## PARTS OF THE EXERCISE:
- 1) Summarize the kobject mailing-list thread in three sentences.
- 2) Write what follows in the kobject mailing-list thread, picking up after its final line.

## READING PASSAGE:
On Mon, Jan 06 2014 at 1:55pm -0500,
Mikulas Patocka <[email protected]> wrote:

>
>
> On Sun, 5 Jan 2014, Greg Kroah-Hartman wrote:
>
> > On Sun, Jan 05, 2014 at 05:43:56PM +0100, Bart Van Assche wrote:
> > > On 01/04/14 19:06, Mikulas Patocka wrote:
> > > > - if (t && !t->release)
> > > > - pr_debug("kobject: '%s' (%p): does not have a release() "
> > > > - "function, it is broken and must be fixed.\n",
> > > > - kobject_name(kobj), kobj);
> > > > -
> > >
> > > Has it been considered to issue a warning if no release function has
> > > been defined and free_completion == NULL instead of removing the above
> > > debug message entirely ? I think even with this patch applied it is
> > > still wrong to invoke kobject_put() on an object without defining a
> > > release function.
> >
> > This patch isn't going to be applied, and I've reverted the original
> > commit, so there shouldn't be any issues anymore with this code.
>
> Why? This patch does the same thing as
> eee031649707db3c9920d9498f8d03819b74fc23, but it's smaller. So why did you
> accept eee031649707db3c9920d9498f8d03819b74fc23 and not this?
>
> The code to wait for kobject destruction using completion already exists
> in cpufreq_sysfs_release, cpuidle_sysfs_release,
> cpuidle_state_sysfs_release, cpuidle_driver_sysfs_release,
> ext4_sb_release, ext4_feat_release, f2fs_sb_release (these are the only
> kobject users that are correct w.r.t. module unloading), so if you accept
> this patch, you can simplify them to use kobject_put_wait.

Hi Mikulas,

Please just submit a DM-only patch that follows the same racey pattern
of firing a completion from the kobj_type .release method in dm_mod.
I'll get it queued up for 3.14.

If/when we gets reports of a crash due to dm_mod unload racing with
kobject_put we can revisit this.

Thanks,
Mike

2014-01-07 04:01:41

by Mikulas Patocka

[permalink] [raw]
Subject: Re: kobject: provide kobject_put_wait to fix module unload race



On Mon, 6 Jan 2014, Mike Snitzer wrote:

> On Mon, Jan 06 2014 at 1:55pm -0500,
> Mikulas Patocka <[email protected]> wrote:
>
> >
> >
> > On Sun, 5 Jan 2014, Greg Kroah-Hartman wrote:
> >
> > > On Sun, Jan 05, 2014 at 05:43:56PM +0100, Bart Van Assche wrote:
> > > > On 01/04/14 19:06, Mikulas Patocka wrote:
> > > > > - if (t && !t->release)

[Outline annotation records]

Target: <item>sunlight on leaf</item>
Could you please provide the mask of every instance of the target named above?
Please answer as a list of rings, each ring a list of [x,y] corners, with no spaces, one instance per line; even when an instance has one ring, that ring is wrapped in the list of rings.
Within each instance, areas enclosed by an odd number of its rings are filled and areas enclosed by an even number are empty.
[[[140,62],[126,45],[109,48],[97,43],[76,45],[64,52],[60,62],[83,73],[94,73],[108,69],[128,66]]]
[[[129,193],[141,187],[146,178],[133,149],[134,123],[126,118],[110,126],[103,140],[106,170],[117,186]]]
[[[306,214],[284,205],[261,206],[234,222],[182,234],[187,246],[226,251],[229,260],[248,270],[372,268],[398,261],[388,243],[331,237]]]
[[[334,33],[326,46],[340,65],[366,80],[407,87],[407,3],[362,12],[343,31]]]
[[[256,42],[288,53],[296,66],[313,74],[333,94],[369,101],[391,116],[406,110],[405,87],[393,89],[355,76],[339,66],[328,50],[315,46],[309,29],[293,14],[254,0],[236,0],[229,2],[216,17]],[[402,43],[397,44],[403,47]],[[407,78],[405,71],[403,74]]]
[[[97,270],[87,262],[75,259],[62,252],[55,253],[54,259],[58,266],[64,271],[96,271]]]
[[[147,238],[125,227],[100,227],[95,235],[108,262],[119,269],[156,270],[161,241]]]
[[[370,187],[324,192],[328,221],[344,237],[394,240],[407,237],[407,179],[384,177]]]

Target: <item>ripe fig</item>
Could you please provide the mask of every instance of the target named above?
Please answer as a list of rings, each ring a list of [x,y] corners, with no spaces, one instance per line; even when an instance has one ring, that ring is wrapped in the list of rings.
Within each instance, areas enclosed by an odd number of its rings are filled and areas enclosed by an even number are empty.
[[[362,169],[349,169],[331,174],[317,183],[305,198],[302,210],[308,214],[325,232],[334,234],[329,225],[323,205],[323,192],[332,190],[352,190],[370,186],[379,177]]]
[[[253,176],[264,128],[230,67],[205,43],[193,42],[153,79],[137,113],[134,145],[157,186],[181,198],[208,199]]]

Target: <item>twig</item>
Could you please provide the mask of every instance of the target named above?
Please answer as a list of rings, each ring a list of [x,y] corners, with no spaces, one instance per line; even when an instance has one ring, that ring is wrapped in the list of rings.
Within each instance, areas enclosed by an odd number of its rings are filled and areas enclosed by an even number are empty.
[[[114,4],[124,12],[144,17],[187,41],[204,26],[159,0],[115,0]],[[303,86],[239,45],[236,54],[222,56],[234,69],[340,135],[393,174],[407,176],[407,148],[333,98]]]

## EXERCISE RESULTS:
- 1) Bart Van Assche asked whether a warning could be issued when no release function is defined and free_completion is NULL, instead of removing the debug message entirely, and Greg Kroah-Hartman answered that the patch would not be applied and that he had reverted the original commit. Mikulas Patocka asked why commit eee031649707db3c9920d9498f8d03819b74fc23 had been accepted when his smaller patch did the same thing. He also noted that several kobject users already wait for destruction using a completion, and Mike Snitzer asked him to submit a DM-only patch that he would queue for 3.14.

- 2)
> > > > > - pr_debug("kobject: '%s' (%p): does not have a release() "
> > > > > - "function, it is broken and must be fixed.\n",
> > > > > - kobject_name(kobj), kobj);
> > > > > -
> > > >
> > > > Has it been considered to issue a warning if no release function has
> > > > been defined and free_completion == NULL instead of removing the above
> > > > debug message entirely ? I think even with this patch applied it is
> > > > still wrong to invoke kobject_put() on an object without defining a
> > > > release function.
> > >
> > > This patch isn't going to be applied, and I've reverted the original
> > > commit, so there shouldn't be any issues anymore with this code.
> >
> > Why? This patch does the same thing as
> > eee031649707db3c9920d9498f8d03819b74fc23, but it's smaller. So why did you
> > accept eee031649707db3c9920d9498f8d03819b74fc23 and not this?
> >
> > The code to wait for kobject destruction using completion already exists
> > in cpufreq_sysfs_release, cpuidle_sysfs_release,
> > cpuidle_state_sysfs_release, cpuidle_driver_sysfs_release,
> > ext4_sb_release, ext4_feat_release, f2fs_sb_release (these are the only
> > kobject users that are correct w.r.t. module unloading), so if you accept
> > this patch, you can simplify them to use kobject_put_wait.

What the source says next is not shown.